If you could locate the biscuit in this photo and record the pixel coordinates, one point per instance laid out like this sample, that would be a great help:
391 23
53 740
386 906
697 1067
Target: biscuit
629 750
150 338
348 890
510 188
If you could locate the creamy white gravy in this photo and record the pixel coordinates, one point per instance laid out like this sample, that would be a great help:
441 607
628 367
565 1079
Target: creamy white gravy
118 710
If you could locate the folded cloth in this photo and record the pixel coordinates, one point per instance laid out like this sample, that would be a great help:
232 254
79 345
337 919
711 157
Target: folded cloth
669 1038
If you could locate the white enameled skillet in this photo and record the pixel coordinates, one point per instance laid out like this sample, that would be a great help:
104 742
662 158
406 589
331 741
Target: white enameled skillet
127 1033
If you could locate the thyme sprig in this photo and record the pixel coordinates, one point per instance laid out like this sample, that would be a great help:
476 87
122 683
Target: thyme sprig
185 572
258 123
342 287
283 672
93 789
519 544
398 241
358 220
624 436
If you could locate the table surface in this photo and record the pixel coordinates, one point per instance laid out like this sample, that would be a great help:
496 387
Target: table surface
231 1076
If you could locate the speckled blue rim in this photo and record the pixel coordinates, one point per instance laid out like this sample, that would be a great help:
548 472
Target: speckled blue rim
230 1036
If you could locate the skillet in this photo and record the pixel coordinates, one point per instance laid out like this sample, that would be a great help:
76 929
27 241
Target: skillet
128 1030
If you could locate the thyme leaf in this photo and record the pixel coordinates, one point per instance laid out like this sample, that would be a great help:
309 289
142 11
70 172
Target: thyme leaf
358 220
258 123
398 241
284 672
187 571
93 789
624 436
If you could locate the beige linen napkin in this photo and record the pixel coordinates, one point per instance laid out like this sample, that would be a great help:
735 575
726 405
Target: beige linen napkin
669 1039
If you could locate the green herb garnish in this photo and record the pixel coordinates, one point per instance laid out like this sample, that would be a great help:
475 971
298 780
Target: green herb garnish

Instructions for the task: Word for word, write out all of the entries.

Response area:
If you could locate the biscuit in this photo and record the pixel coordinates, one point per instance laid out like this sample, that would be a great help:
391 23
53 740
386 906
697 1067
Target: biscuit
629 750
150 338
348 890
510 188
If you could locate the creamy white gravy in this photo and record the pixel coordinates, one point per instance laid out like this sample, that would be a great help:
441 607
628 367
565 1079
Target: creamy white gravy
118 710
If you could locate the folded cloth in this photo and record the pixel coordinates, one point per instance laid out like this sample, that would be a great help:
232 254
79 345
337 919
711 157
Target: folded cloth
669 1038
If you could locate the white enameled skillet in this photo and record the pixel coordinates, one point per instance laid out like this sample, that would be a great help:
104 742
662 158
406 589
331 741
Target: white enameled skillet
127 1033
If you could locate the thyme sprig in this photo and record the pixel coordinates, one point per instance laid out like this sample, that would be a great help:
476 87
122 683
Target: thyme sprig
185 572
258 123
342 287
283 672
93 789
519 544
398 241
358 220
624 436
If you could locate the table surface in this photo and record the pixel coordinates, one point per instance laid out like this sample, that would be a great help:
496 387
Target: table surface
231 1076
If you could locate the speckled blue rim in this photo and record the pixel coordinates, one point per instance laid out like this sample, that would be a great help:
548 472
Target: speckled blue rim
230 1036
If you could locate the skillet in this photo and record the pixel coordinates, one point per instance laid out like this sample, that would be a great help:
76 929
27 241
Target: skillet
128 1030
If you could locate the thyme leaf in this photo and record the pixel coordinates, one point per instance laid out like this sample, that would be a great help:
309 289
142 11
70 172
Target: thyme leaf
358 220
258 123
398 241
284 672
187 571
93 789
624 436
If you could locate the beige linen napkin in this photo and record the pixel coordinates, one point per instance laid out like this sample, that would be a great help:
735 575
726 405
Target: beige linen napkin
669 1039
If you could locate the green herb garnish in this photo and record the pixel coordinates, one point per instance laid out like this sample, that would be a great help:
475 971
298 780
Target: green herb garnish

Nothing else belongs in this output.